Pointing records:
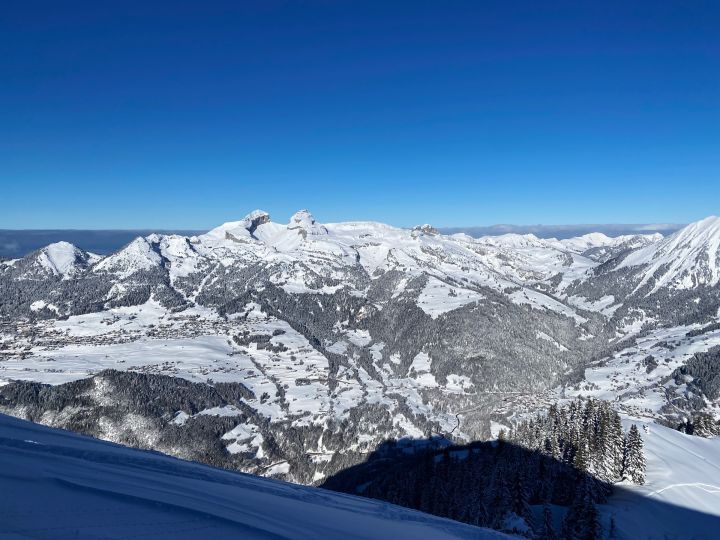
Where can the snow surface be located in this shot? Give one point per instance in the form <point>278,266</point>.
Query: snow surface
<point>681,495</point>
<point>686,259</point>
<point>68,486</point>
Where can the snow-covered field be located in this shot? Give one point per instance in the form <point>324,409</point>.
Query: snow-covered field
<point>57,485</point>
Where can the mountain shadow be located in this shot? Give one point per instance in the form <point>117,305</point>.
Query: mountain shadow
<point>508,487</point>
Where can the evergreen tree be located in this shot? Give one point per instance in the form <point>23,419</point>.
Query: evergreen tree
<point>634,462</point>
<point>547,531</point>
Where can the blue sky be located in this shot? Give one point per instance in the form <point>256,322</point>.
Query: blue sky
<point>188,114</point>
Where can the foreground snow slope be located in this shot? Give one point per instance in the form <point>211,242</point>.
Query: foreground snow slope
<point>681,496</point>
<point>68,486</point>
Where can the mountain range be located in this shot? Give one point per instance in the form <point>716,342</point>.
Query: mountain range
<point>294,350</point>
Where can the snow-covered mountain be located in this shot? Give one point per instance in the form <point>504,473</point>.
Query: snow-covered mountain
<point>61,485</point>
<point>336,337</point>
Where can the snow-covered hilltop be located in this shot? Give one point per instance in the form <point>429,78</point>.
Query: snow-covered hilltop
<point>61,485</point>
<point>335,337</point>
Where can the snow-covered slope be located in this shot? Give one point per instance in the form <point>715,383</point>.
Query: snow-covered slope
<point>59,485</point>
<point>681,495</point>
<point>687,259</point>
<point>59,260</point>
<point>348,334</point>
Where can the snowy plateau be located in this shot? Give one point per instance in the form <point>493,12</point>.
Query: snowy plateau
<point>295,350</point>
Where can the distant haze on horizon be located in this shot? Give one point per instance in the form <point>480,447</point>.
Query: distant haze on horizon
<point>15,243</point>
<point>175,115</point>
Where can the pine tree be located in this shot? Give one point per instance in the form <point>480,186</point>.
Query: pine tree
<point>547,532</point>
<point>634,462</point>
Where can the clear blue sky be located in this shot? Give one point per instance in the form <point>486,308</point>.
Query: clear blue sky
<point>187,114</point>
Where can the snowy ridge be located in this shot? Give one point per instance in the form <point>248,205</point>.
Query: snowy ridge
<point>68,486</point>
<point>687,259</point>
<point>64,259</point>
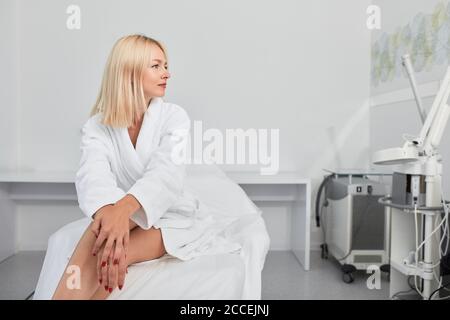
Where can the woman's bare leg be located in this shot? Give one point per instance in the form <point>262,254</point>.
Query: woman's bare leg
<point>144,245</point>
<point>82,268</point>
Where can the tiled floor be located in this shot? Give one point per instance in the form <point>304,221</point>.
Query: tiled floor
<point>282,278</point>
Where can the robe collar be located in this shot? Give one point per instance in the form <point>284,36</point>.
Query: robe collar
<point>134,160</point>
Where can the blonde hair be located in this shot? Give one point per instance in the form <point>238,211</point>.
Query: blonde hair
<point>121,99</point>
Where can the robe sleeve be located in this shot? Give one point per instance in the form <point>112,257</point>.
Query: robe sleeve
<point>162,182</point>
<point>95,182</point>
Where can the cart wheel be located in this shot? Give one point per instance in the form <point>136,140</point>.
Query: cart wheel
<point>348,277</point>
<point>324,251</point>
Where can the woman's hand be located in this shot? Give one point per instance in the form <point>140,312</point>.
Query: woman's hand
<point>111,227</point>
<point>111,275</point>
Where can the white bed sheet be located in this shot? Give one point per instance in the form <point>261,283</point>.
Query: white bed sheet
<point>234,275</point>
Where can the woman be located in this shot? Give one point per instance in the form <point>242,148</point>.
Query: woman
<point>130,174</point>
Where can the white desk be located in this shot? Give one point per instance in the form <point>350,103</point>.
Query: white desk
<point>286,187</point>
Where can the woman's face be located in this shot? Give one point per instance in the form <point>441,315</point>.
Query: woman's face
<point>155,76</point>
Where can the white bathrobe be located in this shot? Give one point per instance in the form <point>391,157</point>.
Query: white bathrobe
<point>110,168</point>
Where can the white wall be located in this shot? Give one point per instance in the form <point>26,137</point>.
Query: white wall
<point>8,118</point>
<point>300,66</point>
<point>394,110</point>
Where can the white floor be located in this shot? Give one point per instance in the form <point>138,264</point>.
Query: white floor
<point>282,278</point>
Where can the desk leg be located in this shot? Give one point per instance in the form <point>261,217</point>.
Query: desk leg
<point>300,226</point>
<point>7,223</point>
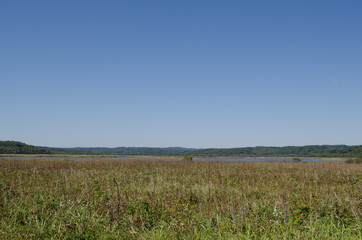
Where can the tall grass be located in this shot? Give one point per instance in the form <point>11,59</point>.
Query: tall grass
<point>42,199</point>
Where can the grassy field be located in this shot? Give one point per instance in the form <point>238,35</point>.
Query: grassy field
<point>179,200</point>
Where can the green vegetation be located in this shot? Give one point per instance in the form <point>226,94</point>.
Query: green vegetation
<point>12,147</point>
<point>292,151</point>
<point>355,161</point>
<point>295,159</point>
<point>179,200</point>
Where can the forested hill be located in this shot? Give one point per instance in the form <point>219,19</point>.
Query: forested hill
<point>12,147</point>
<point>290,151</point>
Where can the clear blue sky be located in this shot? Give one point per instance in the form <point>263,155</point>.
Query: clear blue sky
<point>181,73</point>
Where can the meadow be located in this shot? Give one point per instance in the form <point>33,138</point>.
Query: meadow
<point>49,199</point>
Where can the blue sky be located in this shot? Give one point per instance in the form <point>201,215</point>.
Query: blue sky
<point>181,73</point>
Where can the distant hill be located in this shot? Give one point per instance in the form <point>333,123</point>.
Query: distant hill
<point>12,147</point>
<point>289,151</point>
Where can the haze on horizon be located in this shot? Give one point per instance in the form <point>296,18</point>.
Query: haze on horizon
<point>205,74</point>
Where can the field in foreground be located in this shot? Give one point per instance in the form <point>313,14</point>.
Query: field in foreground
<point>42,199</point>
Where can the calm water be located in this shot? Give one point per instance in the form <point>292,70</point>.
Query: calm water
<point>173,159</point>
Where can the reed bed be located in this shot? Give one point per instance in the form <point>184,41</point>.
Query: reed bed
<point>48,199</point>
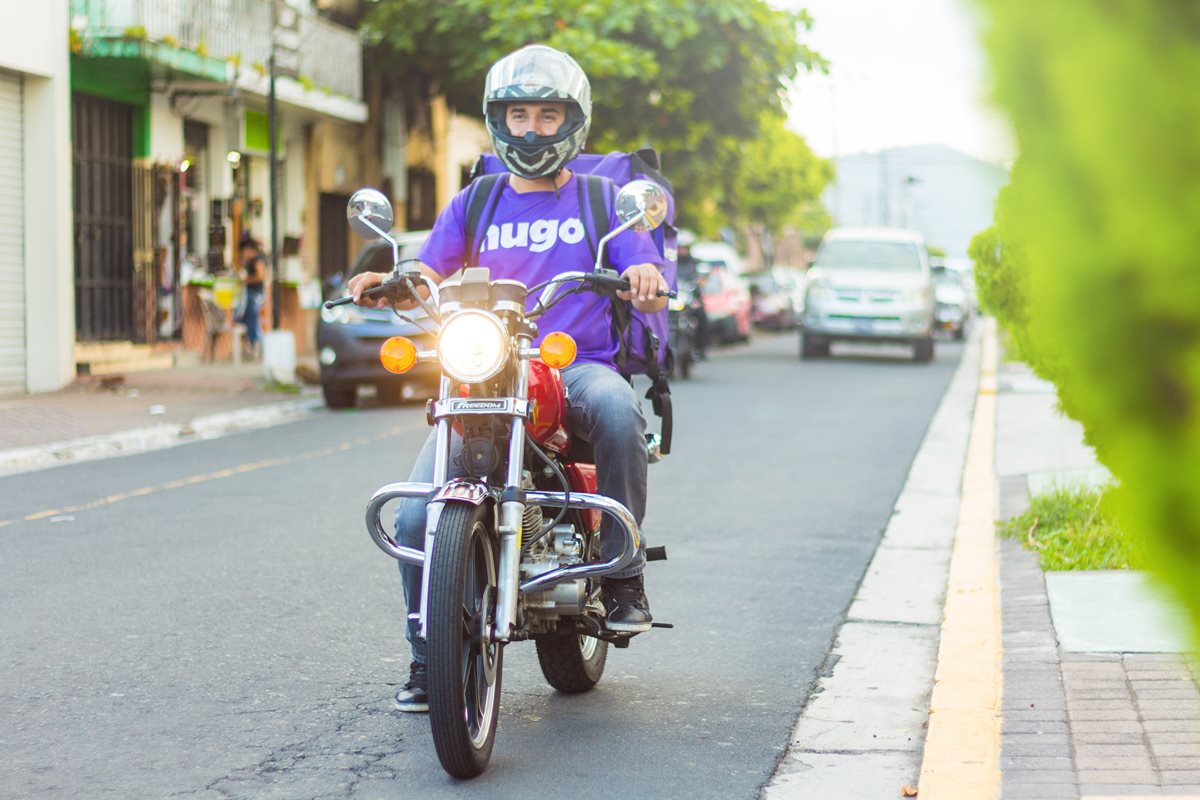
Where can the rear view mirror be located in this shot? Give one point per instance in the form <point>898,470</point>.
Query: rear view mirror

PROBLEM REQUIREMENTS: Write out the pointing records above as a numbered list, one line per item, skipping any blank lines. Leave out the pictures.

FULL SOLUTION:
1. Where can the snow surface be located in this shot? Give one point per instance in the form <point>278,266</point>.
2. Query: snow surface
3. <point>681,495</point>
4. <point>686,259</point>
5. <point>68,486</point>
6. Where can the snow-covered field be located in this shot? Give one point per instance in the form <point>324,409</point>.
7. Query: snow-covered field
8. <point>57,485</point>
9. Where can the mountain shadow be located in this shot? Give one point per instance in the form <point>117,305</point>.
10. Query: mountain shadow
11. <point>508,487</point>
12. Where can the evergreen tree be located in this shot? Give one point per instance in the form <point>23,419</point>.
13. Query: evergreen tree
14. <point>634,462</point>
15. <point>547,531</point>
16. Where can the blue sky be located in this shot? Give one point per instance in the form <point>256,322</point>.
17. Query: blue sky
18. <point>188,114</point>
19. Where can the foreground snow slope be located in this shot? Give one point per instance in the form <point>211,242</point>.
20. Query: foreground snow slope
21. <point>681,496</point>
22. <point>68,486</point>
23. Where can the mountain range be located in this shot? Give one point per instance in the form <point>716,342</point>.
24. Query: mountain range
25. <point>294,350</point>
26. Where can the snow-covered mountain be located in this shot? Give one point per instance in the form <point>504,473</point>.
27. Query: snow-covered mountain
28. <point>61,485</point>
29. <point>336,337</point>
30. Where can the snow-covered hilltop be located in this shot? Give one point per instance in the form <point>429,78</point>.
31. Query: snow-covered hilltop
32. <point>61,485</point>
33. <point>335,337</point>
34. Where can the snow-covered slope be located in this shot? Give one point per instance in the form <point>715,383</point>.
35. Query: snow-covered slope
36. <point>59,485</point>
37. <point>681,495</point>
38. <point>687,259</point>
39. <point>59,260</point>
40. <point>348,334</point>
41. Where can the snowy plateau be located in this shot? Give one point per instance in the form <point>493,12</point>.
42. Query: snowy plateau
43. <point>295,350</point>
44. Where can the distant haze on horizon be located in this shot? Give one point per instance in the form <point>480,447</point>.
45. Query: distant haze on horizon
46. <point>15,243</point>
47. <point>175,115</point>
48. Where can the pine tree be located in this shot? Give one point per instance in the form <point>480,186</point>.
49. Query: pine tree
50. <point>547,532</point>
51. <point>634,462</point>
52. Where can the clear blue sky be located in this shot? Give one point per instance in the form <point>486,308</point>.
53. Query: clear blue sky
54. <point>187,114</point>
55. Where can the snowy ridge be located in this shot? Give one point per instance in the form <point>248,205</point>.
56. Query: snowy ridge
57. <point>68,486</point>
58. <point>687,259</point>
59. <point>64,259</point>
60. Where can the woman's bare leg be located in this shot? Give one point per instance in the form <point>262,254</point>.
61. Query: woman's bare leg
62. <point>144,245</point>
63. <point>82,268</point>
64. Where can the tiled floor be located in this shot? Give one point per instance in the form <point>304,221</point>.
65. Query: tiled floor
66. <point>282,278</point>
67. Where can the robe collar be located in this shot? Give one point per instance in the form <point>284,36</point>.
68. Query: robe collar
69. <point>134,160</point>
70. Where can the blonde hair be located in this shot? Give one point per instance in the form <point>238,211</point>.
71. Query: blonde hair
72. <point>121,99</point>
73. Where can the robe sleeve be located in this shot? Give one point per instance in the form <point>112,257</point>.
74. Query: robe sleeve
75. <point>162,182</point>
76. <point>95,182</point>
77. Where can the cart wheel be located in this shot? Give one point per instance in the form <point>136,140</point>.
78. Query: cart wheel
79. <point>348,277</point>
80. <point>324,251</point>
81. Where can the woman's hand be located in this shot? Give one point per instance in the form <point>140,312</point>.
82. Query: woman's hand
83. <point>111,227</point>
84. <point>111,275</point>
85. Where can the white bed sheet be located in this shot? Give one point per instance in the form <point>261,283</point>.
86. Query: white bed sheet
87. <point>234,275</point>
88. Where can the woman be located in this shot? Give one point per instance in the form <point>242,148</point>.
89. Query: woman
90. <point>130,174</point>
91. Where can the white desk be located in this shot? Give one point per instance in the form <point>350,103</point>.
92. Query: white desk
93. <point>286,187</point>
94. Where can the woman's face be located in this shot? Give one point per instance in the form <point>441,315</point>.
95. Query: woman's face
96. <point>155,76</point>
97. Where can the white bathrobe be located in this shot? Give one point per instance in the form <point>391,157</point>.
98. Query: white bathrobe
99. <point>110,168</point>
100. Where can the white wall be located in this shot? Give one point per instance in the form <point>26,137</point>.
101. Query: white wall
102. <point>8,118</point>
103. <point>300,66</point>
104. <point>394,110</point>
105. Where can the white floor be located in this shot? Give one point per instance in the form <point>138,264</point>.
106. Query: white floor
107. <point>282,278</point>
108. Where can the desk leg be located in this shot? Give one point per instance in the form <point>261,217</point>.
109. Query: desk leg
110. <point>300,226</point>
111. <point>7,223</point>
112. Where can the tall grass be located in this shot? Give one point per instance in the form <point>11,59</point>.
113. Query: tall grass
114. <point>42,199</point>
115. Where can the grassy field be located in this shot? Give one point per instance in the form <point>238,35</point>.
116. Query: grassy field
117. <point>179,200</point>
118. Where can the green vegetation be located in this shot? Give one point per instance in the form <point>226,94</point>.
119. Query: green vegetation
120. <point>12,147</point>
121. <point>292,151</point>
122. <point>355,161</point>
123. <point>295,159</point>
124. <point>179,200</point>
125. Where can the forested hill be located in this shot? Give one point per instance in the form <point>219,19</point>.
126. Query: forested hill
127. <point>12,147</point>
128. <point>290,151</point>
129. Where can the clear blue sky be located in this shot? Give one point per instance in the form <point>263,155</point>.
130. Query: clear blue sky
131. <point>181,73</point>
132. Where can the meadow be located in this shot? Give one point per instance in the form <point>33,138</point>.
133. Query: meadow
134. <point>49,199</point>
135. Where can the blue sky be located in this shot? Give one point per instance in the form <point>201,215</point>.
136. Query: blue sky
137. <point>181,73</point>
138. Where can the distant hill be located in this shot? Give one point per instance in the form <point>333,123</point>.
139. Query: distant hill
140. <point>12,147</point>
141. <point>289,151</point>
142. Where can the haze on horizon be located in this shot? Give one point per instance in the form <point>296,18</point>.
143. Query: haze on horizon
144. <point>205,74</point>
145. Where can the field in foreground be located in this shot? Give one point per instance in the form <point>313,14</point>.
146. Query: field in foreground
147. <point>42,199</point>
148. Where can the calm water be located in this shot? Give one point per instance in the form <point>292,70</point>.
149. Query: calm water
150. <point>173,159</point>
151. Where can the reed bed be located in this shot? Give one point per instance in the form <point>184,41</point>.
152. Query: reed bed
153. <point>48,199</point>
154. Where can the rear view mirror be located in this shot? Give one point per instance in the form <point>898,470</point>.
155. Query: rear view mirror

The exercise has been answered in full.